Given information =>
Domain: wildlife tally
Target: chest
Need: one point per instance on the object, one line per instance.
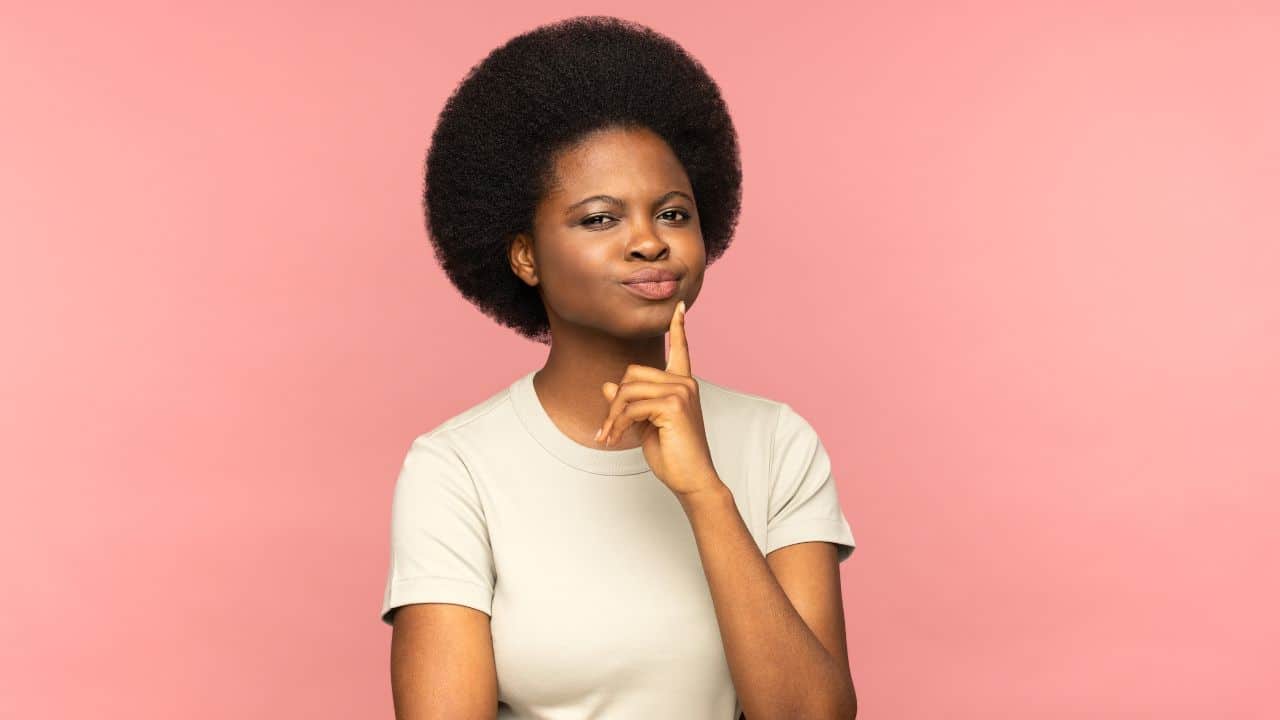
==
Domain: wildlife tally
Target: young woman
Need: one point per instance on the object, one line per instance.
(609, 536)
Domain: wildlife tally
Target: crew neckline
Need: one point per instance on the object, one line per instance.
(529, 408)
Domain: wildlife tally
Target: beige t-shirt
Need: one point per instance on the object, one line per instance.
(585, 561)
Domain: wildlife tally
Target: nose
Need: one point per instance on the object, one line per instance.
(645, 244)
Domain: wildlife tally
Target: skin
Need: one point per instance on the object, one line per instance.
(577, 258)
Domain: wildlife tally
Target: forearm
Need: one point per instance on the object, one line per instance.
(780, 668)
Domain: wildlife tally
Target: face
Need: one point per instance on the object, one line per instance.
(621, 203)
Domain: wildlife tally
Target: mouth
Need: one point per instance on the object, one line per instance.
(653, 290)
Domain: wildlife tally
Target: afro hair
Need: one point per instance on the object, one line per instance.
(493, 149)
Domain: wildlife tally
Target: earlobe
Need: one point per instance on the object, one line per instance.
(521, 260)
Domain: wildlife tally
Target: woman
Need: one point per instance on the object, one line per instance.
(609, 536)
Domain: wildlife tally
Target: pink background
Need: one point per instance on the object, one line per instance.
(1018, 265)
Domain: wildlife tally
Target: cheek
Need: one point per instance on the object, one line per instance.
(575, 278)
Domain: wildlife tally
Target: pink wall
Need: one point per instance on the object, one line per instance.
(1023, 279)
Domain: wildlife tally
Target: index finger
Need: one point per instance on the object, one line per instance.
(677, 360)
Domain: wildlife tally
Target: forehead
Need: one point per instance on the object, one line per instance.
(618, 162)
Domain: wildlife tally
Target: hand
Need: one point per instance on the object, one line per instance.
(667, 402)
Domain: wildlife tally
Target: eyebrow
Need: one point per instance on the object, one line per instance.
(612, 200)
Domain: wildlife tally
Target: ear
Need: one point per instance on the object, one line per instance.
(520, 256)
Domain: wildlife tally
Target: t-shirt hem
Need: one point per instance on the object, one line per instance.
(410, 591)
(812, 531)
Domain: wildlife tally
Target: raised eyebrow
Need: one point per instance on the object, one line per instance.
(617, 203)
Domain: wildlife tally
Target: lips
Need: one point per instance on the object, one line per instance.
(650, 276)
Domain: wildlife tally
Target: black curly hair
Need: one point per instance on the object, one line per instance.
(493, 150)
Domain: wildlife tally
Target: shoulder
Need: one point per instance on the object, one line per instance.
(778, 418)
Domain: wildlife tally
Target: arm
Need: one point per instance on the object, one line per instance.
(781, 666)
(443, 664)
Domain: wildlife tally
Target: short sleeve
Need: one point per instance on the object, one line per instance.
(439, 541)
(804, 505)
--
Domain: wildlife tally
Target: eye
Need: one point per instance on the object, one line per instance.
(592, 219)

Requirement =>
Please go through the listing and return each line that has "eyebrow" in it.

Response area =>
Target: eyebrow
Target: raised eyebrow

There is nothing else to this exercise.